(SOURCE PASSAGE):
As well known as the British summer is for its dubious weather, the idea of a festival in September is as brave as it is stupid. While we may still cling to the idea of sunny days with fingers stiff from cold and wet from rain, The British Sound Project offered us a saving grace this weekend – a glorious night of bands and strongbow dark fruits but under the roof of Victoria Warehouse. With three rooms and a main stage, it couldn’t feel more like the summer festival we know and love.

From Morrissey to Factory, Manchester is known not only for the rain but also for music, so it’s only apt that The British Sound Project delivered their night under our grey skies. With a mix of up-and-coming artists and well-respected indie giants, the event had all the promise of a revolutionary night.

Ones to watch

The line up featured some really exciting emerging artists, but on the night female lead musicians really stole the show.

London alt-rock trio Berries rocked the room with their heavy guitar, while Lucia – Glaswegian indie punk band – mesmerised the crowd with uplifting vocals and endearing rifts. Think Wolf Alice meets Circa Waves. A little higher up the bill Lion graced the stage, her seventies-esque husky sound is said to channel influences of Arctic Monkeys in AM era, Courtney Love and a little of the White Stripes. With a bed head to rival Sleeping Beauty and more eyeliner than Kate Moss, her performance was an enigmatic as it was powerful.

(INFORMATION SUPPLIED):
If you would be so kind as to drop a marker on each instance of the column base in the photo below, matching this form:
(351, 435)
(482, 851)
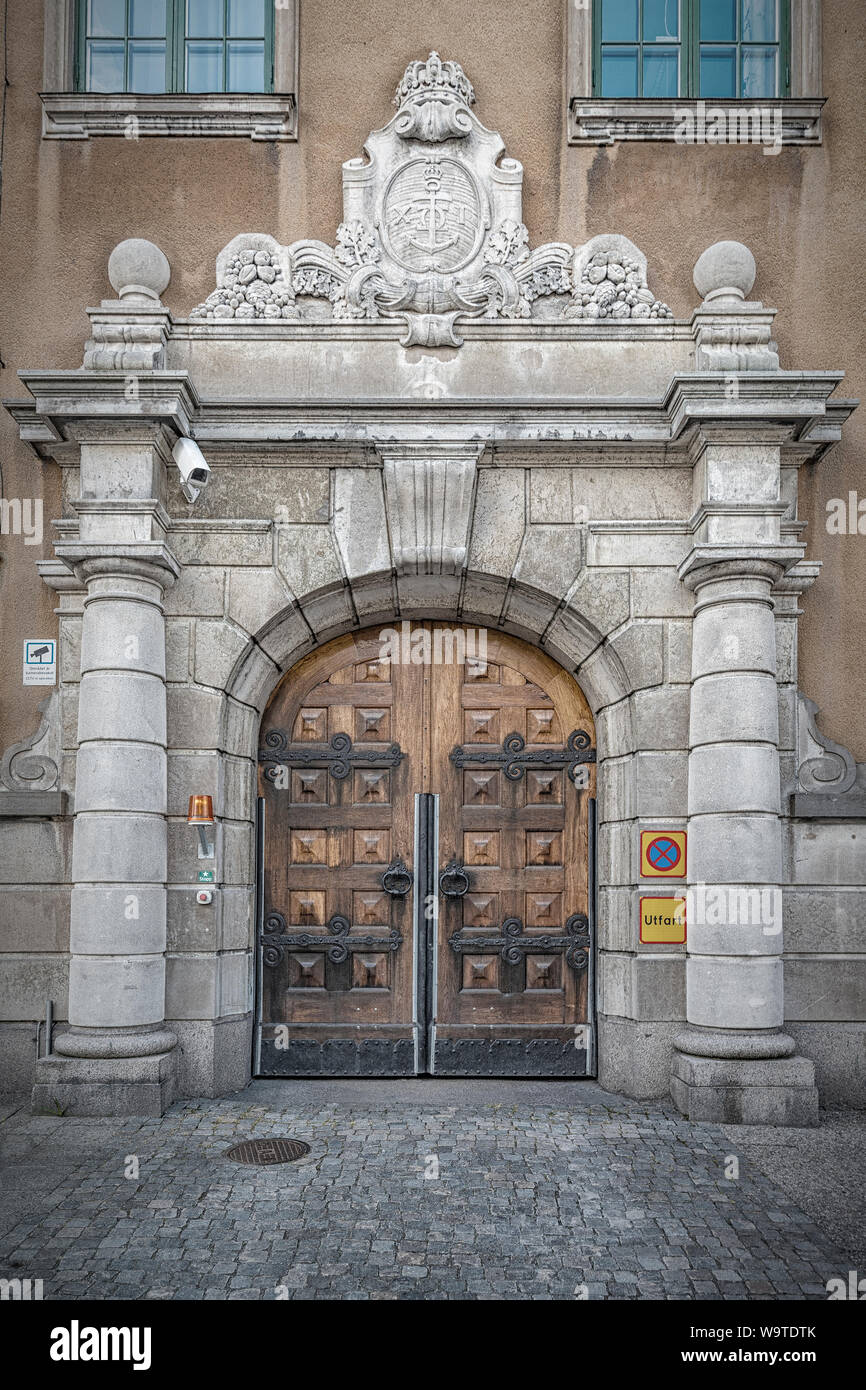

(WHAT YOU WILL DO):
**A.** In the festival review, copy the passage that begins with the words "London alt-rock trio" and stops after the words "it was powerful.".
**B.** According to the festival review, how many rooms did The British Sound Project have besides its main stage?
**C.** Pick up the festival review after its last sentence and keep writing it.

(ANSWERS BY TASK):
**A.**
London alt-rock trio Berries rocked the room with their heavy guitar, while Lucia – Glaswegian indie punk band – mesmerised the crowd with uplifting vocals and endearing rifts. Think Wolf Alice meets Circa Waves. A little higher up the bill Lion graced the stage, her seventies-esque husky sound is said to channel influences of Arctic Monkeys in AM era, Courtney Love and a little of the White Stripes. With a bed head to rival Sleeping Beauty and more eyeliner than Kate Moss, her performance was an enigmatic as it was powerful.

**B.** Three rooms.

**C.**
The Big Names

While Reverend and The Makers attempts at new music somehow sounds slightly like what you’d imagine your dad to sound like performing in a band, their old school classics still “go off” (as front man Jon McClure would say, and did say many times in the set).

Embodying a sound that is so quintessentially recognisable as British indie-pop, and having had Johnny Marr as a formal member of the band for three years, The Cribs’ set was charming and nostalgic. Highlights from their new(ish) album 24/7 Rock Star Shit – which heard their least polished vocals to date – induced a shout along from the crowd, but of course it wasn’t until the familiar riffs of Mans’ Needs ripped through the room that the crowd really began to jump and cheer. With the screechy vocals so satisfying to sing along to, each chorus echoed like a collective karaoke.

Perhaps having the most to prove, Franz Ferdinand finally took to the stage as the night’s headliners. One band member down and a new album that NME describes as a “rebirth”, there is the worry that comes when a band does something different of how they can deliver to the old fans as well as the new. The glam-rock trio’s performance won over the crowd with astounding verbosity. With a “Fuck Trump, fuck Brexit”, sentiment, however, their new album Always Ascending is full of likeable tracks that the crowd really got into on the night. Groovy synths, building tempos and a performance with all the vigour of heavy rock but the sound of electro-punk, Franz Ferdinand definitely won over any doubters in the crowd.

What better way to celebrate the glory of British indie-pop from up and down the country than with overpriced beer in plastic cups in a dimly lit warehouse? Festival season may just about be over, but, apart from peeing in fields, The British Sound Project delivered to the people of Manchester an iconic night that embodied everything a festival should. Roll on next year.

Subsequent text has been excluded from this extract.